(Outline records)
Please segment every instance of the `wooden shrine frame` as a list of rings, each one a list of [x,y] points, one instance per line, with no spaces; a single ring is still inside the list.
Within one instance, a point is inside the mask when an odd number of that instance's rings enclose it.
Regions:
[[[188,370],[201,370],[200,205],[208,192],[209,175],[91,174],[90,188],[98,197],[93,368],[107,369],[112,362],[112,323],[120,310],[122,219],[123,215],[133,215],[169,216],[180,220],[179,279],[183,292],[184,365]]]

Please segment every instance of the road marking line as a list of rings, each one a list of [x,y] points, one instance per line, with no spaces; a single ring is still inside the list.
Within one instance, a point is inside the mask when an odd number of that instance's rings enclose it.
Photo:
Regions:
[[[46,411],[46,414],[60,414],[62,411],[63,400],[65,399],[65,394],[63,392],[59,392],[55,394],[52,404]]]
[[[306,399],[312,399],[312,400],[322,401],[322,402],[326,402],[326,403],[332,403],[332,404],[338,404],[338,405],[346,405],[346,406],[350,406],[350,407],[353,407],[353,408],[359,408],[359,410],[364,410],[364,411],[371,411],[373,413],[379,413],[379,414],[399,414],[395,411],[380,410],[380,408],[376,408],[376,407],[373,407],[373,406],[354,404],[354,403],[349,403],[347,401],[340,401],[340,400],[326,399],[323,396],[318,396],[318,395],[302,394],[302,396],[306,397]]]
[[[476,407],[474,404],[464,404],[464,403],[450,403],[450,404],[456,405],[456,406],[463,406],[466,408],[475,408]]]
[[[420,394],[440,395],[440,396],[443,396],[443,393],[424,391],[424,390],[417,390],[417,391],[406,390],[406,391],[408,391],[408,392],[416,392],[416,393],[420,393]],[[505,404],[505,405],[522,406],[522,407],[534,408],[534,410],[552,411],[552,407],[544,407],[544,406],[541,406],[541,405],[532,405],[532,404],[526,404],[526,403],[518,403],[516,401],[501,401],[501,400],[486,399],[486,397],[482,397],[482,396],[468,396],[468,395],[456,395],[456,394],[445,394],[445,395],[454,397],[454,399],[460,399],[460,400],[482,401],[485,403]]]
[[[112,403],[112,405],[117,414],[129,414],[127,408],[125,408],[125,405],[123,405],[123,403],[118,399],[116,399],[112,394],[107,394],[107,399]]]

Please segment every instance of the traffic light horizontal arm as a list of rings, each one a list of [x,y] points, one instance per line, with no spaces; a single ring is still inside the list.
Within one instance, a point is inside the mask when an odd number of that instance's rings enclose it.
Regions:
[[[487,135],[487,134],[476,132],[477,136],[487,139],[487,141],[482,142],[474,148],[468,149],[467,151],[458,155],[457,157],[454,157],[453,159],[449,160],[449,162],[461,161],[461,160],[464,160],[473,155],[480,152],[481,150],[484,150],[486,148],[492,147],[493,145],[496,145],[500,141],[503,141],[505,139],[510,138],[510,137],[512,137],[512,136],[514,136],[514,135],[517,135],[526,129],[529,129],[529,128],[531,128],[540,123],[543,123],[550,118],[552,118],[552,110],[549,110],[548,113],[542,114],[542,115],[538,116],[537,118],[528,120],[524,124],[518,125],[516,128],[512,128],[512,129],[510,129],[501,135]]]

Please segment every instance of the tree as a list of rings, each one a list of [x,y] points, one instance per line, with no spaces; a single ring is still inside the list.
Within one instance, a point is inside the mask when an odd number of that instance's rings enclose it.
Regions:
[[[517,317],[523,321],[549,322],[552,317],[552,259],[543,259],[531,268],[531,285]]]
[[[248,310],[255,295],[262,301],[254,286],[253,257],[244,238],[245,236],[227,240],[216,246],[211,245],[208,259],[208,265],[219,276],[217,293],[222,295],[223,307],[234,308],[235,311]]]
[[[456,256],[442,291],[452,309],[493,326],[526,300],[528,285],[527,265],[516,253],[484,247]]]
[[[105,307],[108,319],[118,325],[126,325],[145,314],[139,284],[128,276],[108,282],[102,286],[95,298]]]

:: Task details ::
Reproduce every line of the listing above, unchanged.

:: Completed task ::
Please segment every instance of the `wooden shrine frame` as a list of rings, each one a list of [x,y] points, one instance per line, with no spaces; a single ring is still inside the list.
Within one instance, a point is inside the mask when an odd number of that instance's rings enclose it.
Regions:
[[[188,370],[201,370],[200,205],[208,192],[209,175],[91,174],[90,188],[98,197],[93,368],[107,369],[112,362],[112,323],[120,310],[122,219],[123,215],[133,215],[169,216],[180,220],[179,279],[183,292],[184,365]]]

Please segment every instance of the road marking line as a list of rings, each one a list of [x,y] points, one instance per line, with no spaces; a single ring is still inside the list.
Within one instance, a point is inside the mask when an odd number of that instance's rings enclose it.
Photo:
Regions:
[[[46,411],[46,414],[60,414],[62,411],[63,400],[65,399],[65,394],[63,392],[59,392],[55,394],[52,404]]]
[[[306,399],[312,399],[312,400],[322,401],[322,402],[326,402],[326,403],[332,403],[332,404],[338,404],[338,405],[346,405],[346,406],[350,406],[350,407],[353,407],[353,408],[359,408],[359,410],[364,410],[364,411],[371,411],[373,413],[379,413],[379,414],[399,414],[395,411],[380,410],[380,408],[376,408],[376,407],[373,407],[373,406],[354,404],[354,403],[349,403],[347,401],[340,401],[340,400],[326,399],[323,396],[318,396],[318,395],[302,394],[302,396],[306,397]]]
[[[476,407],[474,404],[464,404],[464,403],[450,403],[450,404],[456,405],[456,406],[463,406],[466,408],[475,408]]]
[[[420,394],[440,395],[440,396],[443,396],[443,393],[424,391],[424,390],[417,390],[417,391],[406,390],[406,391],[408,391],[408,392],[416,392],[416,393],[420,393]],[[505,404],[505,405],[522,406],[522,407],[534,408],[534,410],[552,411],[552,407],[544,407],[544,406],[541,406],[541,405],[532,405],[532,404],[526,404],[526,403],[518,403],[516,401],[501,401],[501,400],[486,399],[486,397],[482,397],[482,396],[468,396],[468,395],[456,395],[456,394],[445,394],[445,395],[454,397],[454,399],[460,399],[460,400],[482,401],[485,403]]]
[[[112,403],[112,405],[117,414],[129,414],[127,408],[125,408],[125,405],[123,405],[123,403],[118,399],[116,399],[112,394],[107,394],[107,399]]]

Please segment every instance of the traffic light horizontal arm as a list of rings, each one a list of [x,y] points, one instance per line, with no spaces; a single ring is still inside the list.
Within one instance, a point is inside the mask when an odd number of that instance's rings enclose it.
Regions:
[[[487,135],[487,134],[476,132],[477,136],[487,139],[487,141],[482,142],[474,148],[468,149],[467,151],[458,155],[457,157],[454,157],[453,159],[449,160],[449,162],[461,161],[461,160],[464,160],[473,155],[480,152],[481,150],[484,150],[486,148],[492,147],[493,145],[496,145],[500,141],[503,141],[505,139],[510,138],[510,137],[512,137],[512,136],[514,136],[514,135],[517,135],[526,129],[529,129],[529,128],[531,128],[540,123],[543,123],[550,118],[552,118],[552,110],[549,110],[548,113],[542,114],[542,115],[538,116],[537,118],[528,120],[524,124],[518,125],[516,128],[512,128],[512,129],[510,129],[501,135]]]

Please segment every instance of the tree as a list of rings, each one a list of [x,y] points, one instance per line, with no spaces; a single ring is still inside the list.
Within one instance, a point is inside the mask when an odd number of that instance's rings enclose it.
Regions:
[[[517,317],[523,321],[549,322],[552,317],[552,259],[543,259],[531,268],[531,285]]]
[[[248,310],[255,295],[262,301],[254,286],[253,257],[244,238],[245,236],[227,240],[216,246],[211,245],[208,259],[208,265],[219,276],[217,293],[222,295],[223,307],[234,308],[235,311]]]
[[[456,256],[442,291],[452,309],[493,326],[526,300],[528,285],[527,265],[516,253],[484,247]]]
[[[105,307],[108,319],[118,325],[126,325],[145,314],[139,284],[128,276],[108,282],[102,286],[95,298]]]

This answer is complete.